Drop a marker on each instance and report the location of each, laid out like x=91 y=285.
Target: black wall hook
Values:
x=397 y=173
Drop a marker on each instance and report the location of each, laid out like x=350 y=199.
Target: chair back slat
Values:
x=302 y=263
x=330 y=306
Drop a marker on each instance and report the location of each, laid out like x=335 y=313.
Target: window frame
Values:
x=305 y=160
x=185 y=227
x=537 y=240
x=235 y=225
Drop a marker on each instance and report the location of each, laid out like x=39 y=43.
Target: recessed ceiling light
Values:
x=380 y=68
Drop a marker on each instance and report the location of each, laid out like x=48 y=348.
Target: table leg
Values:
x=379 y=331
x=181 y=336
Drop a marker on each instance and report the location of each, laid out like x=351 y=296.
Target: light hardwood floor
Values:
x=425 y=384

....

■ Task to complete
Copy the items again, starting at the line that contains "like x=350 y=199." and ending at the last line of the items, with every coordinate in the answers shifted up by 139. Keep the requests and their format samples as they are.

■ Response for this exercise
Drop a marker on each instance and report the location of each, laid out like x=350 y=199.
Target: chair back slat
Values:
x=441 y=402
x=469 y=445
Drop a marker on each instance and report the location of each, laid out like x=335 y=313.
Target: window frame
Values:
x=444 y=299
x=324 y=366
x=676 y=379
x=374 y=364
Drop a marker on each instance and report the location of each, laid out like x=39 y=43.
Target: recessed ceiling light
Values:
x=519 y=207
Drop a marker on each instance and report the location of each, laid out like x=48 y=348.
Target: table leg
Values:
x=518 y=470
x=320 y=475
Drop a marker on each instance and report the location of each, laid out like x=351 y=296.
Target: light hardwood floor
Values:
x=564 y=523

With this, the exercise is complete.